-- start of GIVEN INFORMATION --
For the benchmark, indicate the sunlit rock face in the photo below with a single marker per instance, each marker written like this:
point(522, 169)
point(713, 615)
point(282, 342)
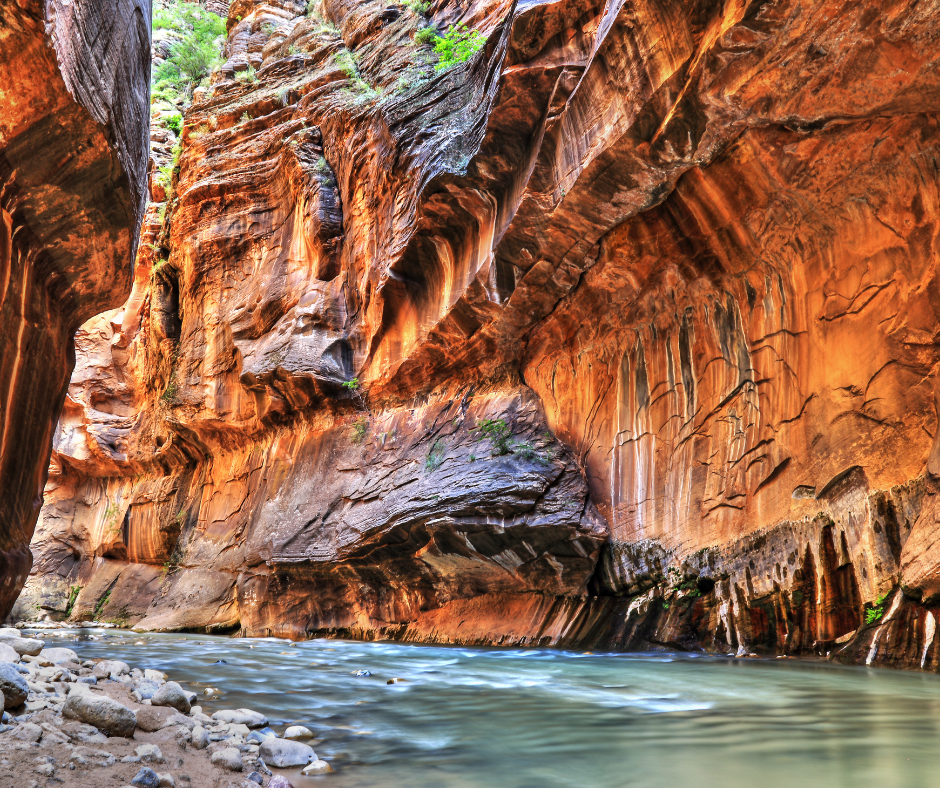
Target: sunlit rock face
-- end of GIVEN INFORMATION --
-- start of GIVEN INFORMATION --
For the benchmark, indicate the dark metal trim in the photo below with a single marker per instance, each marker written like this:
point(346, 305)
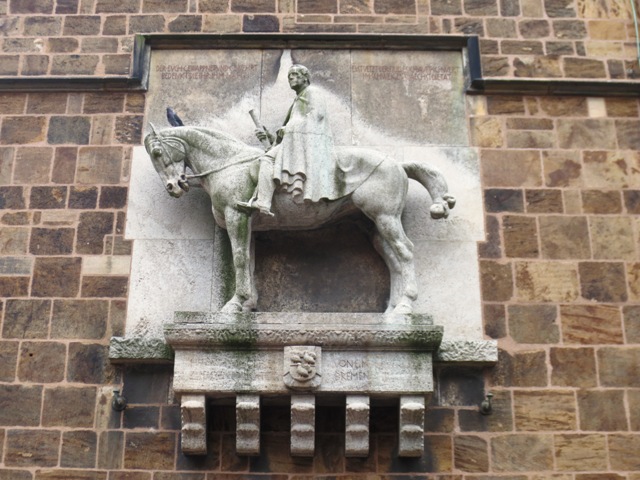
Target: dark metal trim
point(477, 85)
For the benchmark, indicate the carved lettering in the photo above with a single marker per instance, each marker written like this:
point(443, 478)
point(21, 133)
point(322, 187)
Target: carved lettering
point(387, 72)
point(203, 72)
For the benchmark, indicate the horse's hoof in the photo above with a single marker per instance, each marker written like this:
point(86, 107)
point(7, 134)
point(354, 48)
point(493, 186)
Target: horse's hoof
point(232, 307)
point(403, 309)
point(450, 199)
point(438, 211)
-- end of GIVEN INFORMATION --
Starting with the line that contains "For the benchmark, indicate the sunlit" and going on through the line that contains "Target: sunlit rock face" in the data above, swap "sunlit" for "shaded" and write out only those lines again with nothing else changed. Leave the pictures out of your answer.

TASK SOLUTION —
For the benchmark, indicate the shaded rock face in the photo below with a single marker per instance, each marker written like this:
point(522, 169)
point(713, 615)
point(282, 342)
Target: shaded rock face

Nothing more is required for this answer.